Labeled shape records:

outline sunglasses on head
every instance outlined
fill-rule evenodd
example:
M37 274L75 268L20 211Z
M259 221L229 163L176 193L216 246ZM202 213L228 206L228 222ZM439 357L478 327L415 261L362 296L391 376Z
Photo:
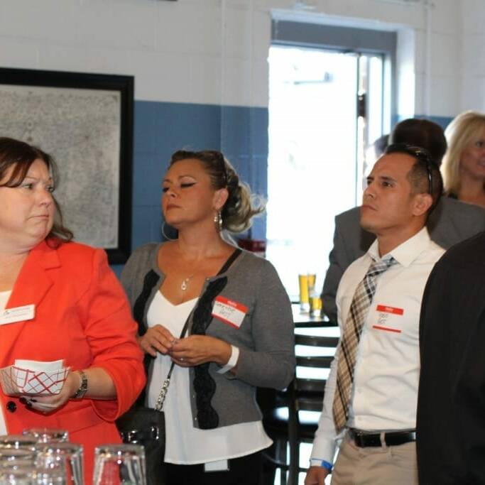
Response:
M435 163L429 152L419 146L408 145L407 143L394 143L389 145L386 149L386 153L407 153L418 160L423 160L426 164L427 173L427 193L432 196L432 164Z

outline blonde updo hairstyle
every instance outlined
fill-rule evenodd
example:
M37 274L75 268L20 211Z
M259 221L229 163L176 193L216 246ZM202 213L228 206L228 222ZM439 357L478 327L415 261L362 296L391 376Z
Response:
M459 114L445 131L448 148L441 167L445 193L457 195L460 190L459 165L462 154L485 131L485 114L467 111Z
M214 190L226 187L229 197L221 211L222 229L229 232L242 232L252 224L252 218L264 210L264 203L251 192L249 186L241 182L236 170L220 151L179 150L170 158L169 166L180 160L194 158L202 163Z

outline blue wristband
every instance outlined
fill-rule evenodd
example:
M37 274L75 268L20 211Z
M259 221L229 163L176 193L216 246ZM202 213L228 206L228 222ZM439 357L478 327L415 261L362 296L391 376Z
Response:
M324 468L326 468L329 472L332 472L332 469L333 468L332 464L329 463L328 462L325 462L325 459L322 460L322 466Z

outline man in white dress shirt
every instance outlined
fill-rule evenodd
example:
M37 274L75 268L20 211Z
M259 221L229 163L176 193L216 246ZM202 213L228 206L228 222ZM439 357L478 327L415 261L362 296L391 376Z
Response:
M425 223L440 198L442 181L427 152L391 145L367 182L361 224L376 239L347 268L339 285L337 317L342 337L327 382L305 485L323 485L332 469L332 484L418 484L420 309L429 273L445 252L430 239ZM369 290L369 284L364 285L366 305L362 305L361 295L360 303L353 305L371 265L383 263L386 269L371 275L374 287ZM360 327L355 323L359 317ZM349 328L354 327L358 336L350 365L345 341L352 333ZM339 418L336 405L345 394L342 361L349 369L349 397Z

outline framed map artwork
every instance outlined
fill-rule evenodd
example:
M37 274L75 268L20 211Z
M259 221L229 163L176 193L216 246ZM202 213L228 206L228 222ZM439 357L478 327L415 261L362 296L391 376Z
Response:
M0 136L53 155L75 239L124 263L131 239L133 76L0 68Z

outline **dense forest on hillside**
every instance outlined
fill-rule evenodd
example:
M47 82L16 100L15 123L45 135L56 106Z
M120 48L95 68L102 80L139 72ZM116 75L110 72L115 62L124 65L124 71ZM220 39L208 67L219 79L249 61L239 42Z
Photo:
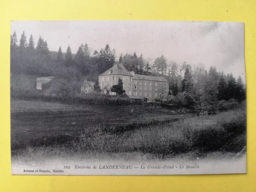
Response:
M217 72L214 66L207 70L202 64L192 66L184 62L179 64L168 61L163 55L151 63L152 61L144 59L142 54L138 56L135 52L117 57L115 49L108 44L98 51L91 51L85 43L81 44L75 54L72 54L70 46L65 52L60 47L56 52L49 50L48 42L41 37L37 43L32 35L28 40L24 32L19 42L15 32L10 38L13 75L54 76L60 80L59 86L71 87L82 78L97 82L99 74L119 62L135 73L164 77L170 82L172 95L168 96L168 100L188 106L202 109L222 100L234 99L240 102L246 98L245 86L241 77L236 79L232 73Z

*Exercise objective*
Print every item above again, word for word and line for line, but leave out the pictures.

*Correct result*
outline sunglasses on head
every instance outlined
fill-rule evenodd
example:
M37 274L75 268L20 211Z
M259 221L229 163L176 193L216 246ZM202 213L228 206L228 222ZM439 357L478 327L415 261L362 296L391 376Z
Photo:
Response:
M435 163L429 152L419 146L408 145L407 143L394 143L389 145L386 149L386 153L407 153L418 160L423 160L426 164L427 173L427 193L432 196L432 164Z

outline blonde updo hairstyle
every instance outlined
fill-rule evenodd
example:
M37 274L75 268L20 211Z
M259 221L229 163L176 193L216 246ZM202 213L228 206L228 222ZM439 357L478 327L415 261L362 296L391 376Z
Response:
M459 114L445 131L448 148L441 167L445 193L457 195L460 190L459 165L462 154L485 131L485 114L467 111Z
M214 190L226 187L229 197L221 211L222 229L229 232L242 232L252 224L252 218L264 210L264 203L251 192L249 186L241 182L236 170L220 151L179 150L170 158L169 166L180 160L194 158L202 163Z

outline blue wristband
every instance outlined
fill-rule evenodd
example:
M37 274L75 268L20 211Z
M259 221L229 163L176 193L216 246ZM202 213L228 206L228 222ZM439 357L478 327L415 261L362 296L391 376Z
Response:
M324 468L326 468L329 472L332 472L332 469L333 468L332 464L329 463L328 462L325 462L325 459L322 460L322 466Z

outline man in white dress shirt
every instance outlined
fill-rule evenodd
example:
M37 274L75 268L20 211Z
M259 221L229 163L176 193L216 246ZM202 213L228 206L228 222ZM439 357L478 327L415 261L362 296L391 376Z
Response:
M425 223L440 198L442 181L427 152L391 145L367 182L361 224L376 239L347 268L339 285L337 317L342 337L327 382L305 485L323 485L332 469L332 484L418 484L420 309L429 273L445 252L430 239ZM369 290L369 284L364 285L366 305L362 305L361 295L360 303L353 305L371 265L383 263L386 269L371 275L374 287ZM360 327L355 323L359 317ZM349 328L354 327L358 336L350 365L345 341L352 333ZM339 418L336 405L345 394L342 361L349 369L349 397Z

outline framed map artwork
every instance outlined
fill-rule evenodd
example:
M37 274L75 268L20 211Z
M259 221L229 163L176 193L216 246ZM202 213L228 206L228 222ZM439 357L478 327L415 261L362 296L391 376Z
Response:
M0 136L53 155L75 239L124 263L131 239L133 76L0 68Z

outline **dense forest on hillside**
every instance outlined
fill-rule evenodd
example:
M47 82L16 100L15 123L45 135L56 106Z
M120 48L95 68L102 80L139 72ZM116 75L110 72L115 62L124 65L124 71ZM220 39L208 67L219 79L249 61L239 42Z
Photo:
Response:
M217 72L214 66L207 70L202 64L192 66L184 62L179 64L168 61L163 55L151 63L152 61L144 59L142 54L138 56L135 52L117 57L115 49L108 44L98 51L91 51L85 43L81 44L75 54L72 54L70 46L65 52L60 47L56 52L49 50L48 42L41 37L37 43L32 35L28 40L24 32L19 42L15 32L10 38L13 75L54 76L60 80L59 86L71 87L82 78L97 82L99 74L119 62L135 73L164 77L170 82L172 95L168 96L168 100L188 106L202 109L222 100L234 99L240 102L246 98L245 86L241 77L236 79L232 73Z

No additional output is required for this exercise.